Brief 1 =>
Answer these about the tax assessment passage below:
(a) Who may make an assessment when a person is liable to pay tax?
(b) If a taxpayer did not fully disclose the material facts and there was no fraud or evasion, how long does the Commissioner have to amend the assessment?
(c) What is the time limit for an amendment that reduces a taxpayer's liability?
Brief 2 => Translate this sentence from the tax assessment passage into Spanish: "Where under this Act any person is liable to pay tax, the Commissioner may make an assessment of the amount of such tax."
Brief 3 => From the tax assessment passage, extract the part starting at "(7.)  Nothing contained" and ending at "mistake of fact.".

Assessments on all persons liable to tax.

169.   Where under this Act any person is liable to pay tax, the Commissioner may make an assessment of the amount of such tax.

Amendment of assessments.

Cf. I.T.A., s. 34 (1.), (1a.), (3.).

170.—(1.)   The Commissioner may, subject to this section, at any time amend any assessment by making such alterations therein or additions thereto as he thinks necessary, notwithstanding that tax may have been paid in respect of the assessment.

(2.)  Where a taxpayer has not made to the Commissioner a full and true disclosure of all the material facts necessary for his assessment, and the Commissioner is of opinion that there has been an avoidance of tax, the Commissioner may—

(a) where he is of opinion that the avoidance of tax is due to fraud or evasion—at any time; and

(b) in any other case—within six years from the date upon which the tax became due and payable under the assessment,

amend the assessment by making such alterations therein or additions thereto as he thinks necessary to correct an error in calculation or a mistake of fact or to prevent avoidance of tax as the case may be.

(3.)  Where a taxpayer has made to the Commissioner a full and true disclosure of all the material facts necessary for his assessment, and an assessment is made after that disclosure, no amendment of the assessment increasing the liability of the taxpayer in any particular shall be made except to correct an error in calculation or a mistake of fact; and no such amendment shall be made after the expiration of three years from the date upon which the tax became due and payable under that assessment.

(4.)  No amendment effecting a reduction in the liability of a taxpayer under an assessment shall be made except to correct an error in calculation or a mistake of fact; and no such amendment shall be made after the expiration of three years from the date upon which the tax became due and payable under that assessment.

(5.)  Where an assessment has, under this section, been amended in any particular, the Commissioner may, within three years from the date upon which the tax became due under the amended assessment make, in or in respect of that particular, such further amendment


 

in the assessment as, in his opinion, is necessary to effect such reduction in the liability of the taxpayer under the assessment as is just.

(6.)  Where an application for an amendment in his assessment is made by a taxpayer within three years from the date upon which the tax became due and payable under that assessment, and the taxpayer has supplied to the Commissioner within that period all information needed by the Commissioner for the purpose of deciding the application, the Commissioner may amend the assessment when he decides that application notwithstanding that that period has elapsed.

(7.)  Nothing contained in this section shall prevent the amendment of any assessment in order to give effect to the decision upon any appeal or review, or its amendment by way of reduction in any particular in pursuance of an objection made by the taxpayer or pending any appeal or review.

(8.)  Where—

(a) any provision of this Act is expressly made to depend in any particular upon a determination, opinion or judgment of the Commissioner; and

(b) any assessment is affected in any particular by that determination, opinion or judgment,

then if, after the making of the assessment it appears to the Commissioner that the determination, opinion or judgment was erroneous, he may correct it and amend the assessment accordingly in the same circumstances as he could under this section amend an assessment by reason of a mistake of fact.

Dataset records =>
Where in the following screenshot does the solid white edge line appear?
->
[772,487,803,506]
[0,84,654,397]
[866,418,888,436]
--
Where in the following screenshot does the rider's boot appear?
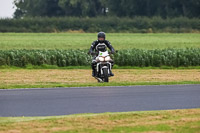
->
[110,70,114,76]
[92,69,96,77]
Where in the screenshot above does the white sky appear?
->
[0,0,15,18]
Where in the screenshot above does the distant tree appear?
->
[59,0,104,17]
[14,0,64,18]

Exercise answer 1 =>
(a) The Commissioner.
(b) Six years from the date the tax became due and payable under the assessment.
(c) Three years from the date the tax became due and payable under that assessment.

Exercise answer 2 => Cuando, conforme a esta Ley, una persona esté obligada a pagar un impuesto, el Comisionado podrá efectuar una liquidación del importe de dicho impuesto.

Exercise answer 3 =>
(7.)  Nothing contained in this section shall prevent the amendment of any assessment in order to give effect to the decision upon any appeal or review, or its amendment by way of reduction in any particular in pursuance of an objection made by the taxpayer or pending any appeal or review.

(8.)  Where—

(a) any provision of this Act is expressly made to depend in any particular upon a determination, opinion or judgment of the Commissioner; and

(b) any assessment is affected in any particular by that determination, opinion or judgment,

then if, after the making of the assessment it appears to the Commissioner that the determination, opinion or judgment was erroneous, he may correct it and amend the assessment accordingly in the same circumstances as he could under this section amend an assessment by reason of a mistake of fact.